* begin *
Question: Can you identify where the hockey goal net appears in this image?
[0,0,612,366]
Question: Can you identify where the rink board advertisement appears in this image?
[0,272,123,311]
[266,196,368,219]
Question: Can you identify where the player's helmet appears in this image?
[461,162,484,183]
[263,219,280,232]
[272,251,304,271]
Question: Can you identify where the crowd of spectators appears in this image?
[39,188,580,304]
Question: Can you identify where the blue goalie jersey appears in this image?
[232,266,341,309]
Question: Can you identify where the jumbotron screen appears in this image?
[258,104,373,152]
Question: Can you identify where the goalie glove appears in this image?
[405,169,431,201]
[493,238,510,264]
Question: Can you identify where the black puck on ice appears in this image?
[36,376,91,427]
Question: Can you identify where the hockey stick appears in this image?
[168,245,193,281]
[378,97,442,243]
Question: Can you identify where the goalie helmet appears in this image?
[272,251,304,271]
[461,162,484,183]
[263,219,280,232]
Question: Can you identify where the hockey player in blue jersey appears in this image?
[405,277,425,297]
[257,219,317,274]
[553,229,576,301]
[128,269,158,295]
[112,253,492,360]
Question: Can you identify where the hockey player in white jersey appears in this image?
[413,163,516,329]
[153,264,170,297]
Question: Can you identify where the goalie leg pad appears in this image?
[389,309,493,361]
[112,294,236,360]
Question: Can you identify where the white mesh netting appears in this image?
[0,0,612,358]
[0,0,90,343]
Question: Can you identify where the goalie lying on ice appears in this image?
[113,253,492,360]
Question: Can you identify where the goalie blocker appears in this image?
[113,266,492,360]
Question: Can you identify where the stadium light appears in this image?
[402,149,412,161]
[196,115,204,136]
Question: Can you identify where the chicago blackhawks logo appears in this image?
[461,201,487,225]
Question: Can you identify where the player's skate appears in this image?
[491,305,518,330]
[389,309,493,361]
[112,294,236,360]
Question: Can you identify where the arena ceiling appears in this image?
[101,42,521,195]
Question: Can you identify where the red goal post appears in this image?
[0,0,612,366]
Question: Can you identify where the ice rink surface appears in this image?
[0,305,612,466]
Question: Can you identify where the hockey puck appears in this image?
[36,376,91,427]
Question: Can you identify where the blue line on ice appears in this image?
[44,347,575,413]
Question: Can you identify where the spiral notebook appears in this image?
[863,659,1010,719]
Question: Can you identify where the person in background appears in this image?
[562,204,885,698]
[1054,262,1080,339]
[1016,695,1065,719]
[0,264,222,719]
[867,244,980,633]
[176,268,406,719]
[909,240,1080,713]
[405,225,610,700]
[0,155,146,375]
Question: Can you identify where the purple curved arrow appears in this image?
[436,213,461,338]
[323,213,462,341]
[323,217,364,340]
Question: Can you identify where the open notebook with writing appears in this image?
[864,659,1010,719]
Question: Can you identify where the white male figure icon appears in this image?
* end *
EXERCISE: Copy every one of the records above, character for character.

ANSWER TO THIS TASK:
Question: Can you identify where the hockey goal net appears in this image?
[0,0,612,366]
Question: Can you identify where the rink board advertisement appears in this image?
[0,272,123,311]
[266,196,368,219]
Question: Can you identify where the player's helmet appears in this image?
[461,162,484,183]
[263,219,280,232]
[272,251,304,271]
Question: Can you identify where the crowd of spectators appears in this image?
[39,188,580,304]
Question: Can you identify where the blue goalie jersey appears in this image?
[232,266,341,309]
Question: Can you identify where the jumbotron screen appears in this image?
[258,104,373,152]
Question: Can you identify where the goalie glove appears in this image?
[405,169,431,201]
[493,238,510,264]
Question: Can you identify where the black puck on ice appears in this image?
[36,376,91,427]
Question: Can you identify where the hockey stick appears in this image?
[168,245,193,281]
[378,97,442,243]
Question: Can you identify where the goalie helmet appears in this image?
[272,251,304,271]
[461,162,484,183]
[263,219,280,232]
Question: Can you identify where the hockey player in blue jersey appears in this image?
[405,277,425,297]
[257,219,317,274]
[553,229,576,301]
[128,269,158,295]
[112,253,492,360]
Question: Can you identify where the hockey player in white jersey appears in this image?
[413,163,516,329]
[153,264,170,297]
Question: Can you identify where the goalie leg pad appears in this image?
[389,309,493,361]
[112,294,236,360]
Question: Can you identify where the white mesh netting appears in this image?
[0,0,612,358]
[0,0,90,343]
Question: Can you identify where the goalie lying on ice appears in this image?
[113,253,492,360]
Question: Can you identify where the goalie blocker appears in this image?
[113,266,492,360]
Question: Can you identify where the stadium light appears in this image?
[402,149,412,161]
[196,115,204,136]
Question: Can you identify where the chicago blackhawks logo appears in this image?
[461,201,487,225]
Question: Can you identify where the player's skate appears in this image?
[491,305,518,330]
[389,309,493,361]
[112,294,236,360]
Question: Can you identify where the arena ceiling appears in this image?
[101,42,521,195]
Question: Can you identify where the red goal post appears in this image?
[0,0,612,366]
Question: Can you identify where the ice rink surface appears in this image?
[0,305,612,466]
Question: Can you identify where the hockey puck appears in this image?
[36,376,91,427]
Question: Can you identify where the blue line on ice appears in this image?
[44,347,575,413]
Question: Can you identify where the spiral notebook appears in this image?
[863,659,1010,719]
Question: Can you identify where the person in background appears in this image?
[562,204,885,698]
[1054,262,1080,339]
[1016,695,1065,719]
[0,264,222,719]
[867,244,980,633]
[176,268,406,719]
[909,240,1080,713]
[405,225,610,700]
[0,155,146,375]
Question: Can you identify where the purple curved arrow appears in this image?
[436,213,461,338]
[323,213,462,341]
[323,217,364,340]
Question: Can you identify where the open notebook with writing appears in this image?
[864,659,1010,719]
Question: Can you identify where the white male figure icon appears in this image?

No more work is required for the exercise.